# Daisy Lowe: Von ihren "Playboy"-Fotos schockiert



## beachkini (3 Aug. 2012)

​
*Daisy Lowe war gelinde gesagt überrascht, als sie ihre Nacktfotos für den "Playboy" zum ersten Mal sah.*

Die Tochter von Bush-Sänger Gavin Rossdale hatte im letzten Jahr für eine Fotostrecke des Männermagazins die Hüllen fallen lassen und es mit diesen Bildern sogar auf das Cover des Magazins geschafft. Rückblickend gesteht sie jetzt in einem Interview mit dem britischen "Style"-Magazin, dass sie ziemlich geschockt gewesen sei, als sie die Bilder zum ersten Mal sah. Zum Glück hatten ihr die Redakteure vorab eine Email geschickt, bevor das Heft in den Verkauf ging. "_Als ich die Email mit den Bildern bekam, war ich von dem letzten Foto ziemlich geschockt und dachte: 'müssen sie wirklich so viel zeigen_'", erinnert sie sich. Ihre Mutter Pearl Lowe wollte die Bilder, auf denen das junge Model lediglich mit einer knappen Hotpant und einem BH bekleidet war, sogar überhaupt nicht ansehen. Ihr Großmutter zeigte sich gegenüber den Erotik-Bildern allerdings wesentlich aufgeschlossener, wie die 23-jährige erzählt: "_Ach Schätzchen, wenn du etwas hast, zeig es auch ruhig her, denn wenn du erst 60 bist, wirst du dich darüber freuen!", zitiert sie die alte Dame._"

Mehr Scans von der Ausgabe gibts hoffentlich bald hier:
http://www.celebboard.net/internati...isy-lowe-instyle-uk-september-2012-x1-mq.html


----------



## Q (3 Aug. 2012)

> _'müssen sie wirklich so viel zeigen_'


  ja was dachte sie denn bloß  

Oder hat sie sich geärgert, das die Unterwäsche zu sehen war? Dann hätte sie die ausziehen können 


btw die Oma ist cool :thumbup:


----------
^^^^
> [Material erkunden]:
1. Wie alt ist Daisy Lowe laut dem Forumsthread über Daisy Lowe?
2. Wie lautet dieser Satz aus dem Forumsthread über Daisy Lowe auf Englisch: „Zum Glück hatten ihr die Redakteure vorab eine Email geschickt, bevor das Heft in den Verkauf ging.“?
3. Gib den Forumsthread über Daisy Lowe wortgetreu von „Mehr Scans von“ bis „Q (3 Aug. 2012)“ aus.
Die Datensätze haben mit dem Forumsthread über Daisy Lowe nichts zu tun.

> [Erfasste Datensätze]:
^^^^
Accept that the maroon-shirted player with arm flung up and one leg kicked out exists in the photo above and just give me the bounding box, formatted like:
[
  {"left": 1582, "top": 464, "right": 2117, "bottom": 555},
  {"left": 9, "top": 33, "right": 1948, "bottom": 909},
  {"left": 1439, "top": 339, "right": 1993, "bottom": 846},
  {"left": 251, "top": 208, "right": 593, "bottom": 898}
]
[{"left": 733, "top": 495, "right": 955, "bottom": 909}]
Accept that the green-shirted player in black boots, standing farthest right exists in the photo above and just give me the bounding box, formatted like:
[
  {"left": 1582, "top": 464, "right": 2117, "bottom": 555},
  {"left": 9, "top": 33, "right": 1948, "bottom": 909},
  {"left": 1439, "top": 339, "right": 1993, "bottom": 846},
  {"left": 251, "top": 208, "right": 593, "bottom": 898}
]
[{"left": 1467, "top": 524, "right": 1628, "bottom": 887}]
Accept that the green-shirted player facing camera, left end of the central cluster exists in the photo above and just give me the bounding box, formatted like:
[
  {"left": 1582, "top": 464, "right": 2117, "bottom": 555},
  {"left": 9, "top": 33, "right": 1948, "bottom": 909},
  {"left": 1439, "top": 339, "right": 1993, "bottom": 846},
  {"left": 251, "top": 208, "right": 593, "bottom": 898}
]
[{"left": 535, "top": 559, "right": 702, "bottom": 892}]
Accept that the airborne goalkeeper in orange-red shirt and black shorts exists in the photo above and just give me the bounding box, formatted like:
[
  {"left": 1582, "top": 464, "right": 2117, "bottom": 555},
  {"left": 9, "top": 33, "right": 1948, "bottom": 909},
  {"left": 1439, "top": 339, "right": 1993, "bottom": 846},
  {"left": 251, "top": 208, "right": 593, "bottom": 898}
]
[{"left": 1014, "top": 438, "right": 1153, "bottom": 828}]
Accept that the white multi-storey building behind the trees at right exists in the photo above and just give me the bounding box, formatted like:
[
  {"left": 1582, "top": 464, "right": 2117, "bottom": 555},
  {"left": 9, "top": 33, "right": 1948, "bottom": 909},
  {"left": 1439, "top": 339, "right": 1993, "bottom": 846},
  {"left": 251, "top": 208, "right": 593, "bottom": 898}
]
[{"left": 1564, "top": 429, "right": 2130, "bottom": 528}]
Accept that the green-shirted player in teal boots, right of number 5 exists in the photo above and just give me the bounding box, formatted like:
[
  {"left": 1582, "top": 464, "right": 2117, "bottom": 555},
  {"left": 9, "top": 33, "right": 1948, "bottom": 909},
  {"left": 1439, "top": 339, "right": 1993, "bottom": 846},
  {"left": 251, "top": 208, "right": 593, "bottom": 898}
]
^^^^
> [Antworten im Überblick]:
1. 23 Jahre

2. Fortunately, the editors had sent her an email in advance, before the issue went on sale.

3.
Mehr Scans von der Ausgabe gibts hoffentlich bald hier:
http://www.celebboard.net/internati...isy-lowe-instyle-uk-september-2012-x1-mq.html


----------



## Q (3 Aug. 2012)